## Material for this exercise
- - - - -
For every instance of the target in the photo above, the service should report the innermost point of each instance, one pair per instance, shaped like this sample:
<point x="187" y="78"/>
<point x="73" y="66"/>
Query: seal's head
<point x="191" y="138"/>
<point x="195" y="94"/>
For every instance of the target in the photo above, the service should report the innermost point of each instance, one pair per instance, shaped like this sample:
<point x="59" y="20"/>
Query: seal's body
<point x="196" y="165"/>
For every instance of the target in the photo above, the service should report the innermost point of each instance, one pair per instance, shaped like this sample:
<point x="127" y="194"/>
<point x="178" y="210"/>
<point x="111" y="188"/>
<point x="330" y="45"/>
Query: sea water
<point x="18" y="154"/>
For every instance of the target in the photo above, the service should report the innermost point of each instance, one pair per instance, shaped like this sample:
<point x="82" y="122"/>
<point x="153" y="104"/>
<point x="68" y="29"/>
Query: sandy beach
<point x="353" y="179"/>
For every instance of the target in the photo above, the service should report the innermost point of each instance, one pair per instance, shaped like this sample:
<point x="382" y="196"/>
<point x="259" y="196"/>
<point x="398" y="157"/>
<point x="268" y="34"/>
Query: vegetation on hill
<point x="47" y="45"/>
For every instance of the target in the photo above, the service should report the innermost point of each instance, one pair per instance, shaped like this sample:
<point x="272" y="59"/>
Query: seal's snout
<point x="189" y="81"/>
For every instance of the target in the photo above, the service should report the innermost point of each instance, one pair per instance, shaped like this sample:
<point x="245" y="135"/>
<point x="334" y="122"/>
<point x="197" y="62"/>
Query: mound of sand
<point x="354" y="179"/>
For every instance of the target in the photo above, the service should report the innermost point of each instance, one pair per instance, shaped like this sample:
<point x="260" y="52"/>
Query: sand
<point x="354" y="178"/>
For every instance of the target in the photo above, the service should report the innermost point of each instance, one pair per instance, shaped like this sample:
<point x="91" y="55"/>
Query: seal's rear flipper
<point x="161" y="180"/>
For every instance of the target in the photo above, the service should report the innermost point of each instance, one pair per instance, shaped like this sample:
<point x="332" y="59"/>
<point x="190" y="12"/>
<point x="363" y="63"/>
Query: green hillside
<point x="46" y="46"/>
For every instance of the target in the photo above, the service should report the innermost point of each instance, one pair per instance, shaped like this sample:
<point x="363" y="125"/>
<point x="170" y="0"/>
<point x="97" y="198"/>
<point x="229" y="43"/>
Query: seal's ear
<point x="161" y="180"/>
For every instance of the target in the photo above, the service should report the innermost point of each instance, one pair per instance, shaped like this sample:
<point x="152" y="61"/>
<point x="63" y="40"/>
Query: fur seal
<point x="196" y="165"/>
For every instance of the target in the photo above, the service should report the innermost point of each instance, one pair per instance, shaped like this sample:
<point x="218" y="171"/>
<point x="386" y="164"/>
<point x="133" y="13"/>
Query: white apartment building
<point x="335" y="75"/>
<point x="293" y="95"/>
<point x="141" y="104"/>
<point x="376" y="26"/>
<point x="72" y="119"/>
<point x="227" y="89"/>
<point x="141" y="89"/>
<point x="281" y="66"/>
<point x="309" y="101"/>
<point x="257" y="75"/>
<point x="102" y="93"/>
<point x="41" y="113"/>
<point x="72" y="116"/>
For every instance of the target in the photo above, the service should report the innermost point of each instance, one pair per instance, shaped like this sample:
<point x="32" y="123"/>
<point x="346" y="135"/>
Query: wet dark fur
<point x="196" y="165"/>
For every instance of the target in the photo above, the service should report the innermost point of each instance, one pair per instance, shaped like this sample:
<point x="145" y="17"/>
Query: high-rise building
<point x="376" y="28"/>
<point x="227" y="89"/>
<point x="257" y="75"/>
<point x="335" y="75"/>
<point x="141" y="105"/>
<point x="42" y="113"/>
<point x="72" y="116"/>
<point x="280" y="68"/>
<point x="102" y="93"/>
- - - - -
## Problem statement
All of the listing above should be restated word for word.

## Answer for this exercise
For every instance of the target in the photo above, the service should report the innermost point of each instance, one pair per instance, shaped like this sample:
<point x="187" y="78"/>
<point x="73" y="66"/>
Query: seal's head
<point x="191" y="138"/>
<point x="195" y="94"/>
For every instance of the target in the photo above, the service should report the innermost point of each instance, one pair per instance, shaped like this sample:
<point x="59" y="20"/>
Query: seal's body
<point x="196" y="165"/>
For every instance of the target in the photo above, the service should report the innermost point of each instance, one pair per instance, shaped like this sample:
<point x="127" y="194"/>
<point x="178" y="210"/>
<point x="111" y="188"/>
<point x="330" y="45"/>
Query: sea water
<point x="18" y="154"/>
For every instance of the target in the photo above, the service should report the innermost point of each instance, one pair per instance, shaped like this sample:
<point x="82" y="122"/>
<point x="153" y="104"/>
<point x="68" y="29"/>
Query: sandy beach
<point x="353" y="179"/>
For every instance of the target in the photo above, the service should report the innermost point of each instance, one pair per instance, shaped like this sample:
<point x="382" y="196"/>
<point x="259" y="196"/>
<point x="398" y="157"/>
<point x="268" y="34"/>
Query: vegetation on hill
<point x="47" y="45"/>
For every instance of the target in the photo above, the service should report the innermost point of each instance, one pair per instance, shaped like this sample:
<point x="272" y="59"/>
Query: seal's snout
<point x="189" y="81"/>
For every instance of the target in the photo above, the service should report the innermost point of each instance, one pair per instance, shaped like this sample:
<point x="245" y="135"/>
<point x="334" y="122"/>
<point x="197" y="62"/>
Query: mound of sand
<point x="354" y="179"/>
For every instance of the target in the photo above, the service should report the innermost point of each instance, one pair per instance, shaped like this sample:
<point x="260" y="52"/>
Query: sand
<point x="354" y="178"/>
For every instance of the target in the photo above, the service should report the innermost point of each instance, one pair per instance, shaped like this sample:
<point x="91" y="55"/>
Query: seal's rear flipper
<point x="161" y="180"/>
For every instance of the target in the photo above, the service should report the innermost point of each instance, one pair per instance, shaped like this sample:
<point x="332" y="59"/>
<point x="190" y="12"/>
<point x="363" y="63"/>
Query: green hillside
<point x="46" y="46"/>
For every instance of the target in the photo above, the service should report the innermost point of each instance, one pair per instance, shaped like this sample:
<point x="363" y="125"/>
<point x="170" y="0"/>
<point x="97" y="198"/>
<point x="229" y="43"/>
Query: seal's ear
<point x="161" y="180"/>
For every instance of the target in the photo above, the service should report the innermost point of each instance, one pair per instance, shaped like this sample:
<point x="152" y="61"/>
<point x="63" y="40"/>
Query: fur seal
<point x="196" y="165"/>
For every instance of the target in the photo above, the service should report the innermost point of each instance, one pair per instance, shaped like this sample:
<point x="218" y="171"/>
<point x="386" y="164"/>
<point x="133" y="13"/>
Query: white apartment building
<point x="335" y="75"/>
<point x="293" y="95"/>
<point x="141" y="104"/>
<point x="376" y="26"/>
<point x="72" y="119"/>
<point x="227" y="89"/>
<point x="141" y="89"/>
<point x="281" y="66"/>
<point x="309" y="101"/>
<point x="257" y="75"/>
<point x="102" y="93"/>
<point x="41" y="113"/>
<point x="72" y="116"/>
For every instance of the target in the photo above, the service should report the innermost point of each instance, one pair per instance, shaped like this sample:
<point x="32" y="123"/>
<point x="346" y="135"/>
Query: wet dark fur
<point x="196" y="165"/>
For every instance of the target in the photo above, the service should report the innermost point of each instance, one pair per instance, shaped like this sample:
<point x="145" y="17"/>
Query: high-rise building
<point x="376" y="28"/>
<point x="227" y="89"/>
<point x="257" y="75"/>
<point x="335" y="75"/>
<point x="141" y="105"/>
<point x="42" y="113"/>
<point x="72" y="116"/>
<point x="280" y="68"/>
<point x="102" y="93"/>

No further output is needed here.